**Problem to work on**: Restate the records that follow word for word; no pictures should appear.

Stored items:
- Opening Delimiter -
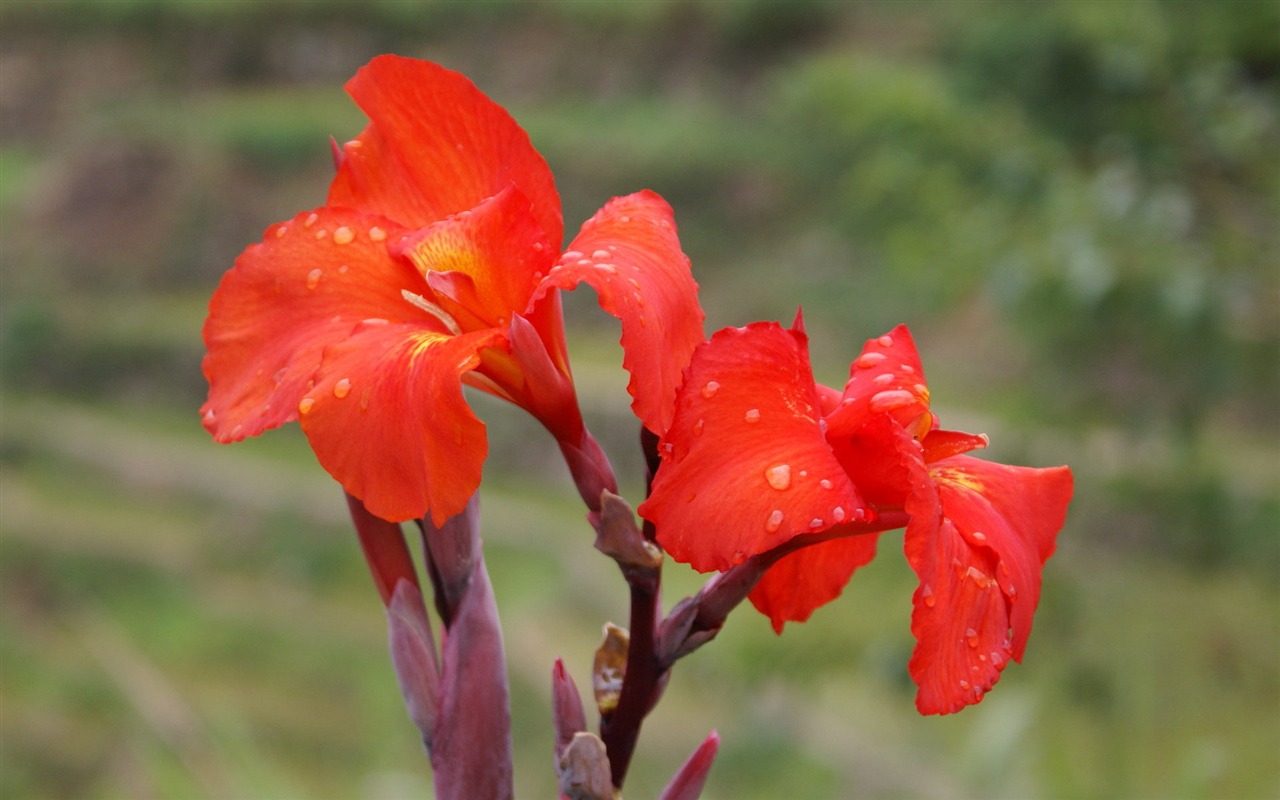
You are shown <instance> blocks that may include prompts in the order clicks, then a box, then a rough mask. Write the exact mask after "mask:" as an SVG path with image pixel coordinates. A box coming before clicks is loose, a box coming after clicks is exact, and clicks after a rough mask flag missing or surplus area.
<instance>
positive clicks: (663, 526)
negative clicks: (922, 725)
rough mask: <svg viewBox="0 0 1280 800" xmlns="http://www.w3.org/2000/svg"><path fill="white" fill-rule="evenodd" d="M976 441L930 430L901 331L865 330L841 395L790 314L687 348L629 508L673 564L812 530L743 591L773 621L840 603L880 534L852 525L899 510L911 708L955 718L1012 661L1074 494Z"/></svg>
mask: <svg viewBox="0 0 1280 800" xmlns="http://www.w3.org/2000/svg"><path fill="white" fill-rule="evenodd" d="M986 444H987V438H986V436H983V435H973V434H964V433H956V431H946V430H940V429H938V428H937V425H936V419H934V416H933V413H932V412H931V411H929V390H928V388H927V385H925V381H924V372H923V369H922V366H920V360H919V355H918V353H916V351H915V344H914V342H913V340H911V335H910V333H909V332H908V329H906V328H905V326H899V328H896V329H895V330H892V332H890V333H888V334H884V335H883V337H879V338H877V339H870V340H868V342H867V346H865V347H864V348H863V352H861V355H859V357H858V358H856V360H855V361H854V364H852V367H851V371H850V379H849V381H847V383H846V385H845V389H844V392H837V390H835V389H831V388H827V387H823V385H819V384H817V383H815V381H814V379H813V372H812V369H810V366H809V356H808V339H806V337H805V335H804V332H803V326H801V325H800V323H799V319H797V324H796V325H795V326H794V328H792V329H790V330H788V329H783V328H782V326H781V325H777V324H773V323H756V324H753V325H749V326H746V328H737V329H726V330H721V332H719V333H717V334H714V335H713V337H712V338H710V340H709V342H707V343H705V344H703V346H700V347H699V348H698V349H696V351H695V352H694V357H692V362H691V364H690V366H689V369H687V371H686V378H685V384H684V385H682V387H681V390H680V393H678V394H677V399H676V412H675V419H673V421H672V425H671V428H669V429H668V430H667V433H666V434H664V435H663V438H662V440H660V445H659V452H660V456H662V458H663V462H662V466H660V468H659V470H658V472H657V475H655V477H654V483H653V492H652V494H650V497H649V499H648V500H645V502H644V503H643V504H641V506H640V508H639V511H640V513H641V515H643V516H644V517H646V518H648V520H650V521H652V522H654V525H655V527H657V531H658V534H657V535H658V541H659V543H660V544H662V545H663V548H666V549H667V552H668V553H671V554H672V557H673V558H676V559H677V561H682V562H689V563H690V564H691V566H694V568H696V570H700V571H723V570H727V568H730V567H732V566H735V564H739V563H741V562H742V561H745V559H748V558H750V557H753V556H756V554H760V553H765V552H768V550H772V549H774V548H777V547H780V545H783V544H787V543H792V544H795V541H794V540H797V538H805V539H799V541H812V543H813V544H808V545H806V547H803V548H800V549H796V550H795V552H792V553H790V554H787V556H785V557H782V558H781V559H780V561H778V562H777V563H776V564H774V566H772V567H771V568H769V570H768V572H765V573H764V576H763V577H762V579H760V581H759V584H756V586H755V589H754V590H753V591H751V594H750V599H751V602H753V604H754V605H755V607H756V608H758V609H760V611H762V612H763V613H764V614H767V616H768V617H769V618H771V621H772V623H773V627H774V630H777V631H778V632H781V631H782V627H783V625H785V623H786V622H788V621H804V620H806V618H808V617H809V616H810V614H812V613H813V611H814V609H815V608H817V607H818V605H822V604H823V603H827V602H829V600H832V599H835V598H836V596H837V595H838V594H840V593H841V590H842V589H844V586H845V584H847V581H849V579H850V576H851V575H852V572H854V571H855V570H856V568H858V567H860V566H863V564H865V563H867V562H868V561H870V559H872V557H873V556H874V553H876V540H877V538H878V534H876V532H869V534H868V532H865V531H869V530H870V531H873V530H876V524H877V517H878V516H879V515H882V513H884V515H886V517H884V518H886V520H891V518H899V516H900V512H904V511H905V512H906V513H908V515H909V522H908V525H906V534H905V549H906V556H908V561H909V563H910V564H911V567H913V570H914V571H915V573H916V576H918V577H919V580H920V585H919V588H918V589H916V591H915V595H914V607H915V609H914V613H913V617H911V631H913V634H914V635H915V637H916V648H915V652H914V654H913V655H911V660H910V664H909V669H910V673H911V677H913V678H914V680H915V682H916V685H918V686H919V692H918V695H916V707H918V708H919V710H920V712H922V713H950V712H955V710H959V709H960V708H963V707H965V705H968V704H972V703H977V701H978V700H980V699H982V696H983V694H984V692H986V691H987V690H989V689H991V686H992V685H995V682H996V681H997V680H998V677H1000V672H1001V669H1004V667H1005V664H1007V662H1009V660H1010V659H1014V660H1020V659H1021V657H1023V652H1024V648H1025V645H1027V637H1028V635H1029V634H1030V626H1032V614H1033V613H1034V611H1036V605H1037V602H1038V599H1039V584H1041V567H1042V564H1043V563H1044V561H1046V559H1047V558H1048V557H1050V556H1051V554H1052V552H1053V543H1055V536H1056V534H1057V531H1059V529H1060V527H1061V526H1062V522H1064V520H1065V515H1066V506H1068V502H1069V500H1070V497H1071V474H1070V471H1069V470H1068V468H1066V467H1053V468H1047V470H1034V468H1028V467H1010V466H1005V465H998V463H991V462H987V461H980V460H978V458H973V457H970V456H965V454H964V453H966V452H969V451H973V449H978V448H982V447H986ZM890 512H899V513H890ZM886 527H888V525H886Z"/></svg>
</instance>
- Closing Delimiter -
**Answer box**:
You are shown <instance> blocks that may include prompts in the order clicks, then a box, then a rough mask. Write the exact mask after "mask:" as an SVG path with image pixel coordinates. A box coming before clicks is loose, a box coming after clicks is exact, and clicks after a rough mask flag missing or surplus area.
<instance>
positive clicks: (663, 526)
negative clicks: (922, 725)
rough mask: <svg viewBox="0 0 1280 800" xmlns="http://www.w3.org/2000/svg"><path fill="white" fill-rule="evenodd" d="M976 441L930 430L901 331L865 330L841 395L790 314L687 348L629 508L673 564L812 530L743 591L773 621L840 603L880 534L852 525L899 510L911 708L955 718L1012 661L1074 494Z"/></svg>
mask: <svg viewBox="0 0 1280 800" xmlns="http://www.w3.org/2000/svg"><path fill="white" fill-rule="evenodd" d="M986 444H987V438H986V436H983V435H973V434H964V433H956V431H946V430H940V429H938V428H937V425H936V419H934V416H933V413H932V412H931V411H929V390H928V388H927V385H925V381H924V372H923V369H922V366H920V360H919V355H918V353H916V351H915V344H914V342H913V340H911V335H910V333H909V332H908V329H906V328H905V326H899V328H896V329H895V330H892V332H890V333H888V334H884V335H883V337H879V338H877V339H870V340H868V342H867V346H865V347H864V348H863V352H861V355H859V357H858V358H856V360H855V361H854V364H852V367H851V371H850V379H849V381H847V383H846V385H845V389H844V392H837V390H835V389H831V388H827V387H823V385H819V384H817V383H815V381H814V379H813V372H812V369H810V366H809V356H808V339H806V337H805V335H804V332H803V326H801V325H800V323H799V319H797V324H796V325H795V326H794V328H792V329H790V330H788V329H783V328H782V326H781V325H777V324H773V323H756V324H753V325H749V326H746V328H737V329H726V330H721V332H719V333H717V334H714V335H713V337H712V338H710V340H709V342H707V343H705V344H703V346H700V347H699V348H698V349H696V351H695V352H694V357H692V362H691V364H690V366H689V369H687V371H686V378H685V384H684V385H682V387H681V390H680V393H678V394H677V399H676V412H675V419H673V421H672V425H671V428H669V429H668V430H667V433H666V434H664V435H663V438H662V440H660V445H659V452H660V456H662V458H663V462H662V466H660V468H659V470H658V472H657V475H655V477H654V483H653V492H652V494H650V497H649V499H648V500H645V502H644V503H643V504H641V506H640V508H639V511H640V513H641V515H643V516H644V517H646V518H648V520H650V521H652V522H654V525H655V527H657V531H658V534H657V535H658V541H659V543H660V544H662V545H663V548H666V549H667V552H668V553H671V554H672V557H673V558H676V559H677V561H682V562H689V563H690V564H691V566H694V568H696V570H700V571H723V570H727V568H730V567H732V566H735V564H739V563H741V562H742V561H745V559H748V558H750V557H753V556H756V554H760V553H765V552H768V550H772V549H774V548H777V547H780V545H783V544H787V543H792V544H795V541H794V540H797V538H805V539H799V541H812V543H813V544H808V545H806V547H803V548H800V549H796V550H795V552H792V553H790V554H787V556H785V557H782V558H781V559H780V561H778V562H777V563H776V564H774V566H772V567H771V568H769V570H768V572H765V573H764V576H763V577H762V579H760V581H759V584H756V586H755V589H754V590H753V591H751V594H750V599H751V602H753V604H754V605H755V607H756V608H758V609H760V611H762V612H763V613H764V614H767V616H768V617H769V618H771V621H772V623H773V627H774V630H777V631H778V632H781V631H782V627H783V625H785V623H786V622H788V621H804V620H806V618H808V617H809V616H810V614H812V613H813V611H814V609H815V608H817V607H818V605H822V604H823V603H827V602H829V600H832V599H835V598H836V596H837V595H838V594H840V593H841V590H842V589H844V586H845V584H847V581H849V579H850V576H851V575H852V572H854V571H855V570H856V568H858V567H860V566H863V564H865V563H867V562H868V561H870V559H872V557H873V556H874V553H876V540H877V538H878V534H876V532H869V534H868V532H865V531H869V530H870V531H873V530H876V524H877V517H878V516H879V515H882V513H884V515H886V517H884V518H886V520H891V518H899V516H900V512H904V511H905V512H906V513H908V515H909V522H908V525H906V534H905V549H906V556H908V561H909V563H910V564H911V567H913V570H914V571H915V573H916V576H918V577H919V580H920V585H919V588H918V589H916V591H915V595H914V607H915V609H914V613H913V617H911V631H913V634H914V635H915V637H916V648H915V652H914V654H913V655H911V660H910V664H909V669H910V673H911V677H913V678H914V680H915V682H916V685H918V686H919V692H918V695H916V707H918V708H919V710H920V712H922V713H950V712H955V710H959V709H960V708H963V707H965V705H968V704H972V703H977V701H978V700H980V699H982V696H983V694H984V692H986V691H987V690H989V689H991V686H992V685H995V682H996V681H997V680H998V677H1000V672H1001V669H1004V667H1005V664H1007V662H1009V660H1010V659H1014V660H1020V659H1021V657H1023V652H1024V648H1025V645H1027V637H1028V635H1029V634H1030V626H1032V614H1033V613H1034V611H1036V605H1037V602H1038V599H1039V584H1041V567H1042V564H1043V563H1044V561H1046V559H1047V558H1048V557H1050V556H1051V554H1052V552H1053V543H1055V536H1056V534H1057V531H1059V529H1060V527H1061V526H1062V522H1064V520H1065V515H1066V506H1068V502H1069V500H1070V497H1071V474H1070V471H1069V470H1068V468H1066V467H1053V468H1047V470H1034V468H1028V467H1010V466H1005V465H998V463H991V462H987V461H980V460H978V458H973V457H970V456H965V454H964V453H966V452H969V451H973V449H978V448H982V447H986ZM890 512H899V513H890ZM886 527H888V525H886Z"/></svg>
</instance>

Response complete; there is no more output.